- _TASKS TO PERFORM_
**A.** In the employee engagement text, list the factors it names against which engaging people maximizes an organization's potential for success.
**B.** Carry the employee engagement text forward from its final sentence with a further passage in the same voice.

- _SOURCE EXCERPT_
※ ※ ※

Probably everyone has heard the phrase “employee engagement”, but for many who have, unless they are in HR, few will know exactly what it is, why it’s important and that every leader needs to make it happen to so they, their team, and organisation more successful.
As a leader, it is your route to success. HR can support you but, in the end, it’s about what you do, no one else. In a wider context, all employers, and senior leaders in particular, need to pay more attention to organisational and team engagement. Each year if possible conduct employee engagement surveys to make sure employees are having a great employee experience. Because if they aren’t they won’t be performing well and may be thinking of leaving.
Engaging your people is how you maximise your potential to achieve real success for any organisation set against any important factors you care to mention, from customer experience to risk management and high performance to innovation.
This isn’t some soft fluffy idea about being nice to people this is a proven evidence-based organisational strategy for success and maximised return on investment.
Having an employee engagement strategy will enhance employee experience, boost employee satisfaction and thus build an engaged workforce. That is one of the best ways to minimise employee turnover, increase the quality of work and boost morale across the entire organization. But also a great way to grow positive core values and company culture which then enhances the organisation’s success long term.
Certainly, anyone in senior leadership roles needs to understand in detail what employee engagement is and how to optimise it within their area of responsibility.

※ ※ ※

- _DATASET CONTENT_
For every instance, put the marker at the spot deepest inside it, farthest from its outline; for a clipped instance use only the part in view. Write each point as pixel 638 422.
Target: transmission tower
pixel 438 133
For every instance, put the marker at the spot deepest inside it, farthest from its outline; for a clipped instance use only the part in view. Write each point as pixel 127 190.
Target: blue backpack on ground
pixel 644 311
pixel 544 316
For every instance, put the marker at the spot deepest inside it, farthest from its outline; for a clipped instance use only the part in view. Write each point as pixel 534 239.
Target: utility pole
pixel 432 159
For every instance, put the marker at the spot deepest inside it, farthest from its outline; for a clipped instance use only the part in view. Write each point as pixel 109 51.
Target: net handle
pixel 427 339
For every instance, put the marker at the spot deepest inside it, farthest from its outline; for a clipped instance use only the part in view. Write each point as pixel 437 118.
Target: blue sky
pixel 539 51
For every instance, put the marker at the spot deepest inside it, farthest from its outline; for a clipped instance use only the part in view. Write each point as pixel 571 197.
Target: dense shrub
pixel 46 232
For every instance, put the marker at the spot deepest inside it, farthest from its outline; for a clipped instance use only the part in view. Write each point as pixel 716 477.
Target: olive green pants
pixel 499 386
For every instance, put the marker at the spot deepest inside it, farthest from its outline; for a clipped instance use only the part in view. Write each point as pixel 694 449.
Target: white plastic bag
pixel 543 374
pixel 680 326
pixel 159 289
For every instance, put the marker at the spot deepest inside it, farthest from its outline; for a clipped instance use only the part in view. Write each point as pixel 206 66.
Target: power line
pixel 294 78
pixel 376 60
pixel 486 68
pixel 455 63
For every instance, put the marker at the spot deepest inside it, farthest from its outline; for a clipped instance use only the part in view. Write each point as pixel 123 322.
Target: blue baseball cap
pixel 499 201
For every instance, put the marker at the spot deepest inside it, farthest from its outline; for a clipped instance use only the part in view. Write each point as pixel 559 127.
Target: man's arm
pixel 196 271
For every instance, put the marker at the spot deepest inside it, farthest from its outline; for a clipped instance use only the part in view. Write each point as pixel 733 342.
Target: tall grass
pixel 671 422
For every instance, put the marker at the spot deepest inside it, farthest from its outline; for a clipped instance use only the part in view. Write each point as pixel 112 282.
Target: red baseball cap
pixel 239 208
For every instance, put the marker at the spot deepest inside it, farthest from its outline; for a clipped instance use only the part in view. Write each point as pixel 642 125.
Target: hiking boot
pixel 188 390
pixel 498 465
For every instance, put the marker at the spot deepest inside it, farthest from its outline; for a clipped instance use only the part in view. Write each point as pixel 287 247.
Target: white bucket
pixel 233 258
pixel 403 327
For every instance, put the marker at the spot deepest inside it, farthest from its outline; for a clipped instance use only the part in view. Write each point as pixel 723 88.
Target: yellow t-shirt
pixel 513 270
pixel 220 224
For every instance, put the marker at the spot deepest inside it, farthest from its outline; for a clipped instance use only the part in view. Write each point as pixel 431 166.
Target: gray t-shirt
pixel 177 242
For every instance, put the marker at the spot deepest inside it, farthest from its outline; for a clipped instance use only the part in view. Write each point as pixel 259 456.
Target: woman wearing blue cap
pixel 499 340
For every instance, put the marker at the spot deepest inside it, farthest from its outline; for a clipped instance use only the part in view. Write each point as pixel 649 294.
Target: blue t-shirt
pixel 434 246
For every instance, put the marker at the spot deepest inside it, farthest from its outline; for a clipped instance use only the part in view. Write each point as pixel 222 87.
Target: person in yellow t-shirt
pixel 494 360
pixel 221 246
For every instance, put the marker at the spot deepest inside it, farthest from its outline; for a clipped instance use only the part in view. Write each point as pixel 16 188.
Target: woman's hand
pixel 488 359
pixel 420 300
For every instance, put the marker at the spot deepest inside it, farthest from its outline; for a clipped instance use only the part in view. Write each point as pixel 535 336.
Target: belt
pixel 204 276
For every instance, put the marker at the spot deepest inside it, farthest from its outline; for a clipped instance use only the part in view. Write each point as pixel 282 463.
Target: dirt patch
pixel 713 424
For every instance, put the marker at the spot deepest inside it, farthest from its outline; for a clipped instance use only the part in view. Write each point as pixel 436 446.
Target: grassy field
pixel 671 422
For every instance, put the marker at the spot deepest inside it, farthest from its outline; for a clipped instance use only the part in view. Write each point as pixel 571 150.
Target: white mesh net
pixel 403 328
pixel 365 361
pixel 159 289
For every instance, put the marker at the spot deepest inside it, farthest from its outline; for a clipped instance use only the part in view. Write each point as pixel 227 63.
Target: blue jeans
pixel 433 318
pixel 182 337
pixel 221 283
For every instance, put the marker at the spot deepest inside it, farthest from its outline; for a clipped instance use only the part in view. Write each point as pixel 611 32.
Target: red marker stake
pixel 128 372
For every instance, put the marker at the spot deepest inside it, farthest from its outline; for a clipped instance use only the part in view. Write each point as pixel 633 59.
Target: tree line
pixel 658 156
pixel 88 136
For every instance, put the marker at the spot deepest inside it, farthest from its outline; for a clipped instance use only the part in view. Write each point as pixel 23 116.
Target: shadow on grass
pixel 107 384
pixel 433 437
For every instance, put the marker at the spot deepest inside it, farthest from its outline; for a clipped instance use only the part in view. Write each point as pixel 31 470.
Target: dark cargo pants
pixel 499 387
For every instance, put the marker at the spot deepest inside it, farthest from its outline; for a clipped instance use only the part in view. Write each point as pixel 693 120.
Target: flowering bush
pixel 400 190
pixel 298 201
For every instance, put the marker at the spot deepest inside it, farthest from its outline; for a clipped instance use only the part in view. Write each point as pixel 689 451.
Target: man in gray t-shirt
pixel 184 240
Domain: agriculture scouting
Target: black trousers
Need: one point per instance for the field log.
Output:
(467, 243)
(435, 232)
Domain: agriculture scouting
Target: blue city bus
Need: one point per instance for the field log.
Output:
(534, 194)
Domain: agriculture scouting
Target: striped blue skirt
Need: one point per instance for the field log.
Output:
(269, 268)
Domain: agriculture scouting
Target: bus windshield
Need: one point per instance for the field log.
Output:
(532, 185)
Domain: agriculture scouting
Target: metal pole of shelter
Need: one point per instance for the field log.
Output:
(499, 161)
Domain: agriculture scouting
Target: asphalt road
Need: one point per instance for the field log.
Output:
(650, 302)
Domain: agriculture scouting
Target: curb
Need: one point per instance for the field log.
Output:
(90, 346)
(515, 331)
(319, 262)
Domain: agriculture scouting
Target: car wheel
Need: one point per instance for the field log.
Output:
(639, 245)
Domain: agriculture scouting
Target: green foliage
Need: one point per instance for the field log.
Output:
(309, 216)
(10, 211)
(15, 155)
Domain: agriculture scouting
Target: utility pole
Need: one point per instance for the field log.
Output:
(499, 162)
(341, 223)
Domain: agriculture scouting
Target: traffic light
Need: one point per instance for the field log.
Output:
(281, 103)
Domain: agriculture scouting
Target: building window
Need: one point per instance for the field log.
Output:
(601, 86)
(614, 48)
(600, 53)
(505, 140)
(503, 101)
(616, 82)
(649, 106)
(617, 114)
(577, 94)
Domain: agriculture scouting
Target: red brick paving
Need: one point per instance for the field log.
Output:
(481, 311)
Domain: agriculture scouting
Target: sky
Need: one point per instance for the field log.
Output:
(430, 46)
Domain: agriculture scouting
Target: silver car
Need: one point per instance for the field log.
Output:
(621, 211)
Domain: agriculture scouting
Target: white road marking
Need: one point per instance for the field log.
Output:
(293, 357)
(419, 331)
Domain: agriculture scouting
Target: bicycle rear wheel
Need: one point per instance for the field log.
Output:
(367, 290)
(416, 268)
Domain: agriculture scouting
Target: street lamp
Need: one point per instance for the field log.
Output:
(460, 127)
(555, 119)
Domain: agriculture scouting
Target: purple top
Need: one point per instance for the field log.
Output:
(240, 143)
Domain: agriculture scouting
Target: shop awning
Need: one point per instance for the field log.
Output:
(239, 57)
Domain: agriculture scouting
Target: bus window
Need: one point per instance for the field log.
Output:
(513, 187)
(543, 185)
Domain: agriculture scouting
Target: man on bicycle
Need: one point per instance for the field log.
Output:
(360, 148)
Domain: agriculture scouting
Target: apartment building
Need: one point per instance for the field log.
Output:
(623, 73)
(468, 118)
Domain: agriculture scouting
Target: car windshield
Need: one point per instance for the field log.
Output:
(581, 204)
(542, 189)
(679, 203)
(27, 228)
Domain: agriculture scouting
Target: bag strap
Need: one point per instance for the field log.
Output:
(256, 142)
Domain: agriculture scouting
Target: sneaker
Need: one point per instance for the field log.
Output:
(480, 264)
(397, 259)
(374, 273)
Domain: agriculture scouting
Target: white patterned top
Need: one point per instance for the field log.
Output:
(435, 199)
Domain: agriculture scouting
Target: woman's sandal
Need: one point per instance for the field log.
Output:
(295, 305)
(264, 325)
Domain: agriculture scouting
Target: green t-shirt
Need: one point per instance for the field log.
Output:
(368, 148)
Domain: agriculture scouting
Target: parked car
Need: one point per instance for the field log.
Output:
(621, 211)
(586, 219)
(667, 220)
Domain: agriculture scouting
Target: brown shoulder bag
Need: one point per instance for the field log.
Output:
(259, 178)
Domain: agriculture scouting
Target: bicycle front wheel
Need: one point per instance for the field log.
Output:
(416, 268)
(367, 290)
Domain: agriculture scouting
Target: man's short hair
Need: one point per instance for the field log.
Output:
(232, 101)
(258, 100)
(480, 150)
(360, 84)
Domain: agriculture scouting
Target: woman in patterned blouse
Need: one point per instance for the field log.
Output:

※ ※ ※

- _ANSWERS TO THE EXERCISE_
**A.**
customer experience
risk management
high performance
innovation

**B.**
At C suite employee engagement is not just a responsibility of HR, it’s the strategic responsibility of everybody at the senior level to role model it and to support it. In particular, the CFO, as will maximise the return on investment from human capital.
What is employee engagement?
There are numerous technical definitions of employee engagement but to keep it simple and practical you can say that “engaged” employees are people who are genuinely giving their best at work. Thus when you see a figure for employee engagement in an employee engagement survey this is the percentage of employees in the organisation who are doing that. Employee engagement is the process by which organisations seek to get more of their employees engaged and thus giving their best.
It is worth mentioning “discretionary effort” here. This is effectively the amount of effort an individual can withhold but it is unlikely to be identified that they are doing so via performance management. In other words, they will be rated as performing satisfactorily but yet there could be up to 30% extra effort they could give if they were engaged. It is this the additional effort employee engagement is seeking to gain to maximise organisational performance.
Why do all leaders need to know about employee engagement?
Just reflect on the potential impact of a significant proportion of an organisation’s employees giving 30% more effort. Better employee engagement will enable any organisation doing anything anywhere to be more effective and successful. But it is individual leaders above all who have to make it happen. Simply because the vast majority of factors that influence how engaged people are relate directly to the behaviour of their boss.
In the final analysis no matter what senior leaders are doing, no matter what HR is doing, if the employee’s own boss is not taking day-to-day action to engage them then it just won’t happen.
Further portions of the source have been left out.